Senator McGuire Campaigns to Keep Seat

Photo by Daysha Eaton, KSKA - Anchorage

During this past Legislative session, Senator Lesil McGuire has honed in on creating policies that support natural resource and renewable energy development. McGuire has served a dozen years and she is currently the youngest Senator in Juneau. She’s being challenged by fellow Republican Jeff Landfield in the primary.

Senator Lesil McGuire is just finishing up a campaign event in Papago Field, near Arctic & C streets in South Anchorage.

“We had neighbors out here today for ice cream just to catch up and talk about what’s going on,” McGuire said.

She wants to work with the community to improve roads and clean up the park. Through redistricting she traded out the Sand Lake area for the Arctic and C Street and Taku Lake areas near Papago Park. McGuire has a special interest in preventing crime and protecting children. She chaired the House judiciary committee from 2003 to 2006, to make things tougher for criminals, especially those that prey on kids. But recently she’s shifted a lot of her focus to energy issues. She agrees with Governor Sean Parnell that the state must lower taxes on oil companies.

“First there’s the trans-Alaska Pipeline, as an immediate focus. That’s 90 percent of our economy. And Right now we’re down to 523,000 barrels a day. It is our lifeline, economic lifeline for sure. And even though there’s a need to diversify our economy, that is something we’ve got to focus on right away. So I think getting a tax structure in place that will attract more investment to the state is the number one priority for me,” McGuire said.

She’s also for building an in-state natural gas pipeline and on marketing that gas to Asia. But she’s not all oil and gas all the time. One thing that she’s proud of is having created some funds to begin diversifying Alaska’s economy. One is an emerging energy tech fund.

“My dream is that Alaska can become a place where those bright minds out there will come and say let’s try our energy technology in a place that has such high energy costs, as sort of a laboratory,” McGuire said.

_Aim A_:
Locate every line in the entries below that contains the string "column" and copy each of those lines.

_Supplied records_:
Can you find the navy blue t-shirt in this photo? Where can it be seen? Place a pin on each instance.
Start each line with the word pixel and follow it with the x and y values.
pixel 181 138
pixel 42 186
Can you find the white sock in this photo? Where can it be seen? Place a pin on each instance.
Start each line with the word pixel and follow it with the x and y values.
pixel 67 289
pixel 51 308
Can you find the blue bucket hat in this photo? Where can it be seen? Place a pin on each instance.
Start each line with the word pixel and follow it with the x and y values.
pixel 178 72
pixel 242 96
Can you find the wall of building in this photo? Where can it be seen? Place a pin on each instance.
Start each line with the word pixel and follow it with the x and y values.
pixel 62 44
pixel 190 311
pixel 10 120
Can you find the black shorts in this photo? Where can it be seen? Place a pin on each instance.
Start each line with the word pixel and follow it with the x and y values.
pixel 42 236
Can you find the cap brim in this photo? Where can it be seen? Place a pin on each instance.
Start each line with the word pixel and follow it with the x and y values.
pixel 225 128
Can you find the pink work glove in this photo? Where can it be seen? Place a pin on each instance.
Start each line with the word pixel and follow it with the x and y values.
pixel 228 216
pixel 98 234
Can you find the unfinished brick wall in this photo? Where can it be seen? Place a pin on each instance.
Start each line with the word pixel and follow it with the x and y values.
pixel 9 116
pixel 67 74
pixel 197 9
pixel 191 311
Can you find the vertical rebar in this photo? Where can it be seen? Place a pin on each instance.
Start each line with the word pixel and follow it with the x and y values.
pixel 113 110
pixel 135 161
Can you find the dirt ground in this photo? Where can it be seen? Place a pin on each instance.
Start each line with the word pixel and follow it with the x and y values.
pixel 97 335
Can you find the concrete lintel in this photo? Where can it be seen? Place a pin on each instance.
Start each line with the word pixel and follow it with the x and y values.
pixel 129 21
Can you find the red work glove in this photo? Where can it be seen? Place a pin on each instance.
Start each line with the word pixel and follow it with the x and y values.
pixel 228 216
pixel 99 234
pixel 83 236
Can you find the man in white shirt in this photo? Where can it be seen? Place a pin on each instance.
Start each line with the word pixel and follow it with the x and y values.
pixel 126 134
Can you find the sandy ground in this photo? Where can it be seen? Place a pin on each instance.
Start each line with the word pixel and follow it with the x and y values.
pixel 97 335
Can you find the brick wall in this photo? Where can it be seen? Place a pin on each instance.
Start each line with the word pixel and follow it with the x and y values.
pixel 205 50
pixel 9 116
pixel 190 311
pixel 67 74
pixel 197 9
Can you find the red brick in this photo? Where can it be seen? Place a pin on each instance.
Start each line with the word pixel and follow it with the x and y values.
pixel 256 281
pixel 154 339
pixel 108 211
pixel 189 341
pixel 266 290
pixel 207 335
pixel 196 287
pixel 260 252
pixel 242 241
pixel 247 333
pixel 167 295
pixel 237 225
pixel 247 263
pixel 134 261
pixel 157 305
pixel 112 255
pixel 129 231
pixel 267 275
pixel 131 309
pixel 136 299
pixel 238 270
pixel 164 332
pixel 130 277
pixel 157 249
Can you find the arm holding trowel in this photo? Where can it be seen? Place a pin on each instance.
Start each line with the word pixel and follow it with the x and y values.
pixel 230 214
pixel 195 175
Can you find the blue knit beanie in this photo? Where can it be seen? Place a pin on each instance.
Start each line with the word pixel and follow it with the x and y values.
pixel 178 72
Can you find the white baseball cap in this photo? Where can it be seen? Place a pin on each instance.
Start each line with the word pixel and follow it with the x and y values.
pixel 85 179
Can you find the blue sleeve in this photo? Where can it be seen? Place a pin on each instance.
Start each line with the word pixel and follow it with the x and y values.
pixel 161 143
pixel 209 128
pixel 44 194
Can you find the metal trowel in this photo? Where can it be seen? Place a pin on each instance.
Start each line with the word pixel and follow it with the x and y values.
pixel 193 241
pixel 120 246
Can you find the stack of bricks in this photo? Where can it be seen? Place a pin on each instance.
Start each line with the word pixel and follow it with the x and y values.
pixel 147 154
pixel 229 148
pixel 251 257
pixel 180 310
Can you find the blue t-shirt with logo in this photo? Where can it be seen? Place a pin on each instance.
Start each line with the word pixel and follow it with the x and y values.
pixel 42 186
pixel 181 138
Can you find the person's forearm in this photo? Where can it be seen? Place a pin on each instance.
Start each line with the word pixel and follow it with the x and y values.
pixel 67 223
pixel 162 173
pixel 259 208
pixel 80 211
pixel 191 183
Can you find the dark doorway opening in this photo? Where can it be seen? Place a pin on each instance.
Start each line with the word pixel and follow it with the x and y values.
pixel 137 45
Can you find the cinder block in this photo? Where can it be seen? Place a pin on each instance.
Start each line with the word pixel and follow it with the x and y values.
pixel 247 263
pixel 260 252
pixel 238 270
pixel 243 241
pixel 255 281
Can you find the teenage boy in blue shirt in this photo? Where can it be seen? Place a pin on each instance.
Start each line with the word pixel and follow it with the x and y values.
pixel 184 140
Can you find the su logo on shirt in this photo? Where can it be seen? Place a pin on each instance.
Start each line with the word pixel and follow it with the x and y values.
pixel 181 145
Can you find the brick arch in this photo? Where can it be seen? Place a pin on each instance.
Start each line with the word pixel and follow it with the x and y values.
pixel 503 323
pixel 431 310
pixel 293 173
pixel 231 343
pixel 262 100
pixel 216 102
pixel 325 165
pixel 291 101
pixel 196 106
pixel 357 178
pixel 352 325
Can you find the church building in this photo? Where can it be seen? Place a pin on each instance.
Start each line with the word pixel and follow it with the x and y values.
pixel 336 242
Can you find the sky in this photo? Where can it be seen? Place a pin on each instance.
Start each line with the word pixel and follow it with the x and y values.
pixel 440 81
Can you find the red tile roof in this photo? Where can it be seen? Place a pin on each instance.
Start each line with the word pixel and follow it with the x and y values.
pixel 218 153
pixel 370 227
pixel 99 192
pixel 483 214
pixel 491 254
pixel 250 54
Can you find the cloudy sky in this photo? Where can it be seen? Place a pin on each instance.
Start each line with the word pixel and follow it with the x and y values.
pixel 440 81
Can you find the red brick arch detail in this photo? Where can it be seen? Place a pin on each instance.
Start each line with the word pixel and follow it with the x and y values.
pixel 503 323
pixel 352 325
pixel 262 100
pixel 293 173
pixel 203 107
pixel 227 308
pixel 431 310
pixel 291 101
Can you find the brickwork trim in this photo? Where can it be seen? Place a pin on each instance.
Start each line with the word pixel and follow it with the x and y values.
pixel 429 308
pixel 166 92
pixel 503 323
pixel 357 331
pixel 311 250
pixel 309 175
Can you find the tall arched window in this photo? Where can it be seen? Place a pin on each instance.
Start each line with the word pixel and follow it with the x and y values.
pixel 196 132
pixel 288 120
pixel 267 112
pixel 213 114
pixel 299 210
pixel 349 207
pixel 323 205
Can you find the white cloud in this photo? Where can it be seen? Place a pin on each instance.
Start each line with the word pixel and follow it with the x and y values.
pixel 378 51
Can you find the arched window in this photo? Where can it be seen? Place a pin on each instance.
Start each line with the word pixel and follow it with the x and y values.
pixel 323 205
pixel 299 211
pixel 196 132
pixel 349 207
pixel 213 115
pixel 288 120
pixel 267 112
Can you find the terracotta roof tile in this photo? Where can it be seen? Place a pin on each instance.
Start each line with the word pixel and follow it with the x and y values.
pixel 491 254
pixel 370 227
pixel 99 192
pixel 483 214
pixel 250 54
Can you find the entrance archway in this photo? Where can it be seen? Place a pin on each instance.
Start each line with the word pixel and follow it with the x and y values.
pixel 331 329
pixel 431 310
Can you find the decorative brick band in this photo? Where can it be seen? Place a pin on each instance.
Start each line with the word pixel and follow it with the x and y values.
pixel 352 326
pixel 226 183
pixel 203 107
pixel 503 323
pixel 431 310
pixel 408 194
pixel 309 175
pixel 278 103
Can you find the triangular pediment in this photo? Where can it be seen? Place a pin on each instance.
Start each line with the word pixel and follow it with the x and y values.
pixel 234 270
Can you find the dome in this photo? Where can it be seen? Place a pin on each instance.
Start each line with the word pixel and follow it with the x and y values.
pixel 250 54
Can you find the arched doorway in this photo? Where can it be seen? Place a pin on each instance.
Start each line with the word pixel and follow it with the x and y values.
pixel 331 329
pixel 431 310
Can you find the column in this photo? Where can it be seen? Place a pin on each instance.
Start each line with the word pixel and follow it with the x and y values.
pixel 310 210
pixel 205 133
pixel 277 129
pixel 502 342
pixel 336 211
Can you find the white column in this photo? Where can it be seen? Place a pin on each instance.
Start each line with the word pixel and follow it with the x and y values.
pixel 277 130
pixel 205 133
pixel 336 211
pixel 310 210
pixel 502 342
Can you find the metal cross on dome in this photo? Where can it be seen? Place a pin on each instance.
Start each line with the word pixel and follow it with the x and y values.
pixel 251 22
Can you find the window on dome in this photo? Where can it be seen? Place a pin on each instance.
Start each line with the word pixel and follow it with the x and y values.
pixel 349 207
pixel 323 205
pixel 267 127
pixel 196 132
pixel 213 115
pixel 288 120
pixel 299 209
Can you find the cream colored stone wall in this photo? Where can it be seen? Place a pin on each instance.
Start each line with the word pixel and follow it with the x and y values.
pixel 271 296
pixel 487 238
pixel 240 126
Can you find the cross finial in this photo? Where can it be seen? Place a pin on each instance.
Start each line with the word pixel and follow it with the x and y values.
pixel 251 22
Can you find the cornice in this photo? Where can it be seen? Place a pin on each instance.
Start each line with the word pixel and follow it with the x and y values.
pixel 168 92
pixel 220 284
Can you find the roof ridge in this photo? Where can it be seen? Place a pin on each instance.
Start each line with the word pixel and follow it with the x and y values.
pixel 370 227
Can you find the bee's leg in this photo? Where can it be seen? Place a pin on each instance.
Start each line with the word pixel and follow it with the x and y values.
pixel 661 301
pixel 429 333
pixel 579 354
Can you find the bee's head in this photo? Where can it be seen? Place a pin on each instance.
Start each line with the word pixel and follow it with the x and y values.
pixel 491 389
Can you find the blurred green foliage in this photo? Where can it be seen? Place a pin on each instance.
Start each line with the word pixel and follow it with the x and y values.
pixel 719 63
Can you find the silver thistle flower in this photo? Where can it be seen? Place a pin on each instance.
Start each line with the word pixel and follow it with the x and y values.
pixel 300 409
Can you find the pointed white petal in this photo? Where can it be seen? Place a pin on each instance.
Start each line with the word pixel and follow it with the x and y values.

_Aim B_:
Resume the article above about Senator Lesil McGuire's campaign, continuing from its final sentence.

_Final result A_:
Can you find the column in this photo? Where can it be seen? Place a pin on each instance.
Can you find the white column in this photo? Where can it be seen? Place a pin on each instance.

_Final result B_:
On forward funding for the Anchorage School District, McGuire says that would help, and she’ll keep pushing for it. But she’s quick to add that after that, it’s up to the district to get better results, and that means looking at teachers and classrooms.

“I think that we should pay our teachers well and I do feel like they should show support for those supplies. I also really feel that there is an issue going on with respect to crowding in the classrooms and we do have to look at that,” McGuire said.

McGuire says she will also keep pushing to increase the base student allocation. On affordable housing she says legislators simply have to find ways to increase the supply.

“Are there some grants out there, are there federal grants, some innovative partnerships that we can do? We’ve done it downtown. We’ve done it in some of the areas where there were blighted properties, you know section 8 housing and things like that, but haven’t really done it in South Anchorage. We haven’t done it in places where people want to live,” McGuire said.

She says more affordable, perhaps mixed use, housing must be considered throughout Anchorage, adding it’s particularly critical for single women, veterans and young families. She says she’ll also make access to healthcare a priority, especially for kids. McGuire says the challenges in education, housing and healthcare show that the state and Anchorage, in particular, are behind when it comes to addressing a growing and changing population.

“We’re trying to catch up to the city that we’ve become. And so we’re just gonna have to sit down and spend some time collecting our resources,” McGuire said.

Lesil McGuire will appear on the primary ballot running against fellow Republican Jeff Landfield on August 28.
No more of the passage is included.